> [WHAT THIS TASK INVOLVES] Every line of the entries that holds the word "rooftop" is to be copied.

____________

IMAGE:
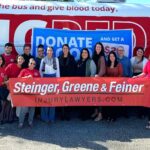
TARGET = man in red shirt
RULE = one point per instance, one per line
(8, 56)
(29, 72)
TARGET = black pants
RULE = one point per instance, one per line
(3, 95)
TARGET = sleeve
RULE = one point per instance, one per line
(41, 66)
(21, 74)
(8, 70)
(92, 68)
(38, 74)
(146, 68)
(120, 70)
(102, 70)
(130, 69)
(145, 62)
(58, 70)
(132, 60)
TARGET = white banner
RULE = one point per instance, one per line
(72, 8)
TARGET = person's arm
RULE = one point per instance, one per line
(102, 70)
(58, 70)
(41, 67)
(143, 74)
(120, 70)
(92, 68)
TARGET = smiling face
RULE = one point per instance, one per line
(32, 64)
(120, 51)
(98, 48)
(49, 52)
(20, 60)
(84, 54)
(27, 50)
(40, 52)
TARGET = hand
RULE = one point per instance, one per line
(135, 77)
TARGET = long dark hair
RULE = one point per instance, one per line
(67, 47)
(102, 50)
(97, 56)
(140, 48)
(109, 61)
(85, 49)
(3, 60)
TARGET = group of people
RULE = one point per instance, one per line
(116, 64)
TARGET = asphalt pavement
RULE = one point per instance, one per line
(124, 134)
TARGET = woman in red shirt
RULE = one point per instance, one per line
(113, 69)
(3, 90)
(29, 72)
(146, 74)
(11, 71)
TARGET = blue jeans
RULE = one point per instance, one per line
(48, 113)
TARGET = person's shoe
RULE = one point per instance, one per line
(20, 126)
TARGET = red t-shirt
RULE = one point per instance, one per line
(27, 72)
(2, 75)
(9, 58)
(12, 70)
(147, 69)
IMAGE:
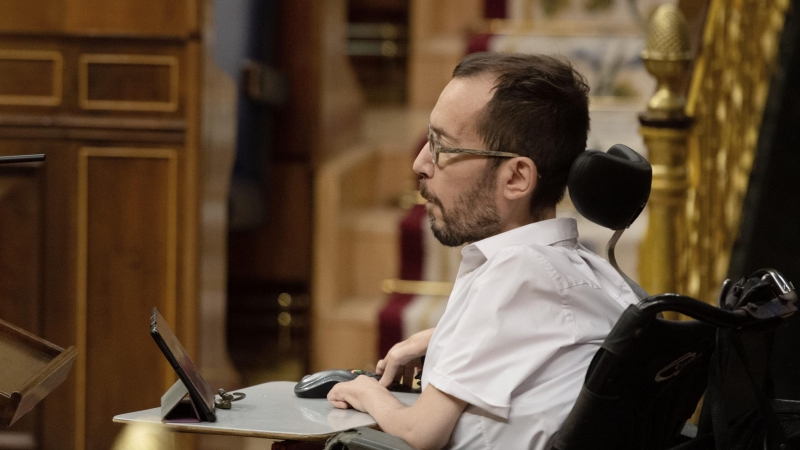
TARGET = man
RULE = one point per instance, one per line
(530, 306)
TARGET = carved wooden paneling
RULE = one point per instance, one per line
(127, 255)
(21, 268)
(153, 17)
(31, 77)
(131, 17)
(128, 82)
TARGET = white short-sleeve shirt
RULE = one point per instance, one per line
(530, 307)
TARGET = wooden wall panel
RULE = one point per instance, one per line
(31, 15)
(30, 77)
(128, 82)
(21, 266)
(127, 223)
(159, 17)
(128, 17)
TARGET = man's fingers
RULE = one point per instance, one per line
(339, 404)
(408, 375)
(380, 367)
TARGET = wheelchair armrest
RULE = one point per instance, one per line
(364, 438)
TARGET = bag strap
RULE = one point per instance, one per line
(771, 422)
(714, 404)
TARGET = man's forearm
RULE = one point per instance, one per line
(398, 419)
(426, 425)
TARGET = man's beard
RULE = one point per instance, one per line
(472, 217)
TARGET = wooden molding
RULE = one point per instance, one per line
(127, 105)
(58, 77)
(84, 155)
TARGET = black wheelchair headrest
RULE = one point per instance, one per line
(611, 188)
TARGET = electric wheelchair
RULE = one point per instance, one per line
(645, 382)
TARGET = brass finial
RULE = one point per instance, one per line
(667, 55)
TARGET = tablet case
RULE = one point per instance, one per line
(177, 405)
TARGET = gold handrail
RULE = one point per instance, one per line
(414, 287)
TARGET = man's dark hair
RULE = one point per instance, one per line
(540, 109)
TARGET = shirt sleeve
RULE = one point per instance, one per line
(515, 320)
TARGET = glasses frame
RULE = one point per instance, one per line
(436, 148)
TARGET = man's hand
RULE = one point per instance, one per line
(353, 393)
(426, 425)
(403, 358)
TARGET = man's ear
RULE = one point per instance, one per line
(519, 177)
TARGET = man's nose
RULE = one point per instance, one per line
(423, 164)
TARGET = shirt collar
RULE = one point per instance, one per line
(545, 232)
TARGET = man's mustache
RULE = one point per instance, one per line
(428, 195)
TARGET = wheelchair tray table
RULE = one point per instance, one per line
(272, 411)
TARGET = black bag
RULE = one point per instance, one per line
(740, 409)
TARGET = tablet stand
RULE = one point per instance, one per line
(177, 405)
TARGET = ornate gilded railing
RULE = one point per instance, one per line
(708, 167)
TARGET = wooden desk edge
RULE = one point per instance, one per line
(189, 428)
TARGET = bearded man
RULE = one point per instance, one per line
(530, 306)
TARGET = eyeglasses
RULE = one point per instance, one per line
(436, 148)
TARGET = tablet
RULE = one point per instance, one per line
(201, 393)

____________

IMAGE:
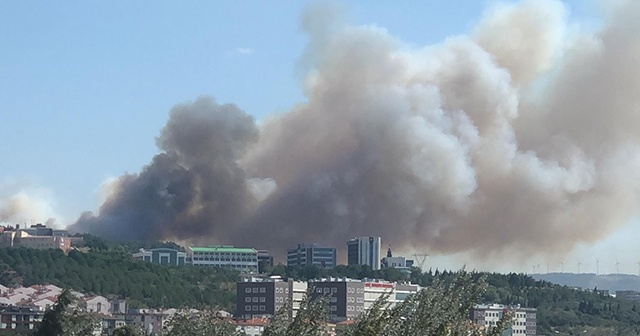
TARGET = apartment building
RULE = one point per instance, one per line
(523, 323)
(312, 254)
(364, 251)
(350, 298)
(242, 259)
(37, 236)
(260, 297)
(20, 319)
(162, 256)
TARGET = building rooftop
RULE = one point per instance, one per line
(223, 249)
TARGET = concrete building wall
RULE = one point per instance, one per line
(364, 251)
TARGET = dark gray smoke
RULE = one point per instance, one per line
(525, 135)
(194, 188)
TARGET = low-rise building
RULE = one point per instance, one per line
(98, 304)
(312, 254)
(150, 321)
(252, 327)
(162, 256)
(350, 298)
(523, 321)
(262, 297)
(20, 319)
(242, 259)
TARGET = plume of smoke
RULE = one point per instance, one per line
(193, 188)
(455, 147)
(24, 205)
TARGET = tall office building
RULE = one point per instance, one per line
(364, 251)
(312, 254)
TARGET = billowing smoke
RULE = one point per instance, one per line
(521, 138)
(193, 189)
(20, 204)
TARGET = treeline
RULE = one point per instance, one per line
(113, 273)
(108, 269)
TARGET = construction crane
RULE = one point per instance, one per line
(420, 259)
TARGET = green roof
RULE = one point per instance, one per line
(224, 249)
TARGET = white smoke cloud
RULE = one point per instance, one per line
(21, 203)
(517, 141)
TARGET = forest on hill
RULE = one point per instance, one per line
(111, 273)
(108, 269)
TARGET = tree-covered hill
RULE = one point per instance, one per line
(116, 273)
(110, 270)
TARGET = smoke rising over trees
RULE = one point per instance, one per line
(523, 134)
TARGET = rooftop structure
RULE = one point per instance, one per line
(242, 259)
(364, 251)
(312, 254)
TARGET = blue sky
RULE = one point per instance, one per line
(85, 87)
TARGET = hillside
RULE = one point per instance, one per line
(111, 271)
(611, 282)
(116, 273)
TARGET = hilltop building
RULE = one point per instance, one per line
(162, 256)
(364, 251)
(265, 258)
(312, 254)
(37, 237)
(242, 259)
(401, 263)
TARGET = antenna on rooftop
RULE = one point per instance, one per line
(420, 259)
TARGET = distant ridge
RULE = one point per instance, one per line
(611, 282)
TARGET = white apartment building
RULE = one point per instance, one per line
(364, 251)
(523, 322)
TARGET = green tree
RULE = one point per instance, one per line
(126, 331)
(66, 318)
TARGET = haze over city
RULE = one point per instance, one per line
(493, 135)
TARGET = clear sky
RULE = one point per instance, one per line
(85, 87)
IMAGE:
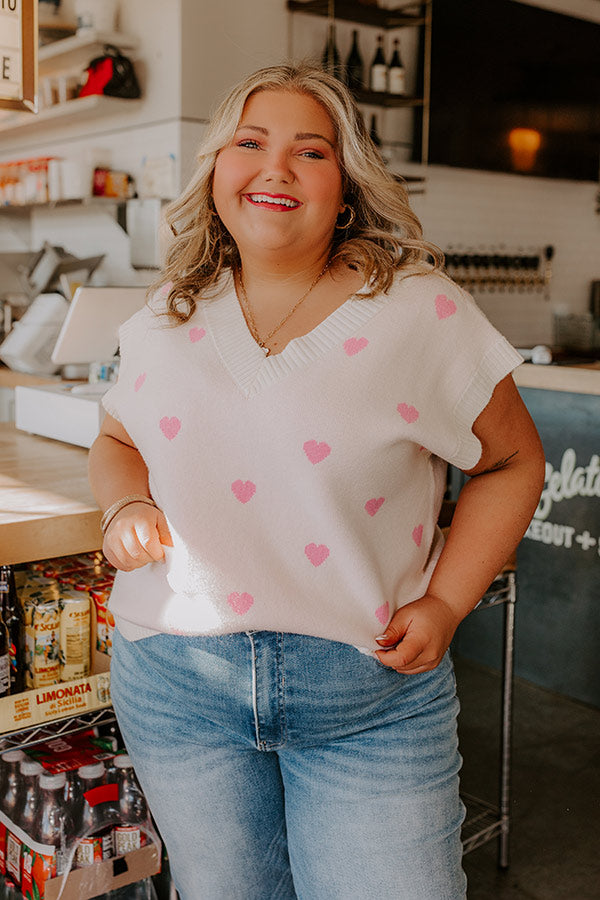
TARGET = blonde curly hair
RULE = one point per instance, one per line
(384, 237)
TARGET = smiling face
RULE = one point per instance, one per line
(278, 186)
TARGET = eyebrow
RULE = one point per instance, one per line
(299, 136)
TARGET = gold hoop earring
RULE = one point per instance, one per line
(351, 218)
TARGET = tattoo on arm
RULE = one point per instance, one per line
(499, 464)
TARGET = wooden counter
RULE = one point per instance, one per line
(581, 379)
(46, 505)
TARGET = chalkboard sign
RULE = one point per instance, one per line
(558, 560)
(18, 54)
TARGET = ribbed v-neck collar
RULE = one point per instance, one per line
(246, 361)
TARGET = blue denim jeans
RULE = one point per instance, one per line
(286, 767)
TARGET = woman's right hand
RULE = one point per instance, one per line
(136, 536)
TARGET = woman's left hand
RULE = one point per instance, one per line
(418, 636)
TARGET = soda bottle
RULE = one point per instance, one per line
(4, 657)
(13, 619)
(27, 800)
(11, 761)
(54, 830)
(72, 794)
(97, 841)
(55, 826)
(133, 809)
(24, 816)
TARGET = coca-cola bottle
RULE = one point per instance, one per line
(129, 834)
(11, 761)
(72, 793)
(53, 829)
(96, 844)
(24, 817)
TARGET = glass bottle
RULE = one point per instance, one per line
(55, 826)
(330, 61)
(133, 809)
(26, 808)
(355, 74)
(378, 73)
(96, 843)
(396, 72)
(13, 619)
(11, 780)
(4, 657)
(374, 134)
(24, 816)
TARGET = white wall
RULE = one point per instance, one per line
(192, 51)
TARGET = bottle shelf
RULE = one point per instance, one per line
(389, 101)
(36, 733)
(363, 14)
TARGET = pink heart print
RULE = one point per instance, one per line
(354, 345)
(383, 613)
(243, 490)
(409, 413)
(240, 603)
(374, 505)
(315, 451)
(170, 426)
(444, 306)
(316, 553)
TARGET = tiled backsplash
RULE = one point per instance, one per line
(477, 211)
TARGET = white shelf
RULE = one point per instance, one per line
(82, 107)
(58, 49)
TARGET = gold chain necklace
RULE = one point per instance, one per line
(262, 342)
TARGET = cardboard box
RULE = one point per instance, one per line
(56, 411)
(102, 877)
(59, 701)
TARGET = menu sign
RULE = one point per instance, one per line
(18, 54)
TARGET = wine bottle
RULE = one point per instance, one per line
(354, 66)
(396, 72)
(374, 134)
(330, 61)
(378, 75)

____________

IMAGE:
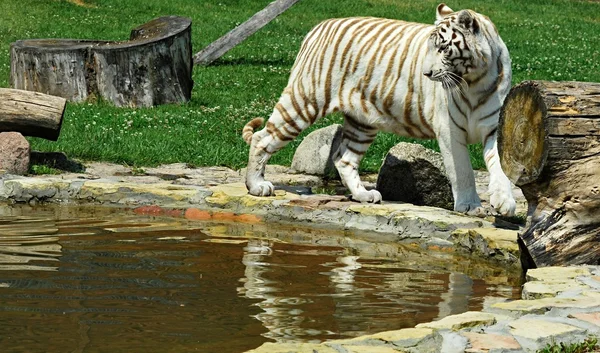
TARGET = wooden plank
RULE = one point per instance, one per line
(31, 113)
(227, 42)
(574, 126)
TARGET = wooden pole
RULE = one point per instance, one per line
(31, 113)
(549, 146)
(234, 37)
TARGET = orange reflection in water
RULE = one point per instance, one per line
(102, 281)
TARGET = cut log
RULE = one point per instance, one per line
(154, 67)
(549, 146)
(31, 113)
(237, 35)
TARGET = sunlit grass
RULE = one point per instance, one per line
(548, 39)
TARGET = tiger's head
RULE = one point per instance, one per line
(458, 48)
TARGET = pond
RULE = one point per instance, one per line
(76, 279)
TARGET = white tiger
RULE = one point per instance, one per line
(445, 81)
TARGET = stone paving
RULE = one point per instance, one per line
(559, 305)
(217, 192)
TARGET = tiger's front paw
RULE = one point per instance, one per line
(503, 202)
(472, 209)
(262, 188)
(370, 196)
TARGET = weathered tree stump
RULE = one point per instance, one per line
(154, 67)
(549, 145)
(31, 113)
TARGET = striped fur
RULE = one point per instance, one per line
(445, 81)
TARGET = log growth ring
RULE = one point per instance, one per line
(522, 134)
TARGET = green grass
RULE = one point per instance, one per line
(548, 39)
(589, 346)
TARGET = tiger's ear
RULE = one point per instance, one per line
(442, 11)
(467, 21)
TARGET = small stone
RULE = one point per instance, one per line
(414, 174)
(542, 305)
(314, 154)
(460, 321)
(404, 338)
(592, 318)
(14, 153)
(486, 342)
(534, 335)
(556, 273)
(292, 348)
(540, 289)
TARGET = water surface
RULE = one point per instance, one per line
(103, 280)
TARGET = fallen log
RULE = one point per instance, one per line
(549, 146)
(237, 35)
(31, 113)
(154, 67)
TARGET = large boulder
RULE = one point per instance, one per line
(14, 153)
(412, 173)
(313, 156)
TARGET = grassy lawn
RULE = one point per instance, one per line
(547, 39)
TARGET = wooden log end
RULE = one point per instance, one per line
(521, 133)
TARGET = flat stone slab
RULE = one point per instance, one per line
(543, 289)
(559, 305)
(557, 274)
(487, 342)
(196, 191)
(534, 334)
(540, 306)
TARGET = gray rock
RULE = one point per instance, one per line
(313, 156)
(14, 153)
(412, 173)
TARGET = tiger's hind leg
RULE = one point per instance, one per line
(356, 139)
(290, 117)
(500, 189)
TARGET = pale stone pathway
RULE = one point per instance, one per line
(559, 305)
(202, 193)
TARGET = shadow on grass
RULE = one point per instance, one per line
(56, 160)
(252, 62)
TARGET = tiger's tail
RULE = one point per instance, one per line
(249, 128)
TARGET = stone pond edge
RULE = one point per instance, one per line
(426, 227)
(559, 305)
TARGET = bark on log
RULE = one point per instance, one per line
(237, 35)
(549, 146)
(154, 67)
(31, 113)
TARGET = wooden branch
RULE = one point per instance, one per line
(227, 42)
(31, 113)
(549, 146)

____________

> [RESULT OF THIS EXERCISE]
TARGET = building rooftop
TARGET = rooftop structure
TARGET = antenna on rooftop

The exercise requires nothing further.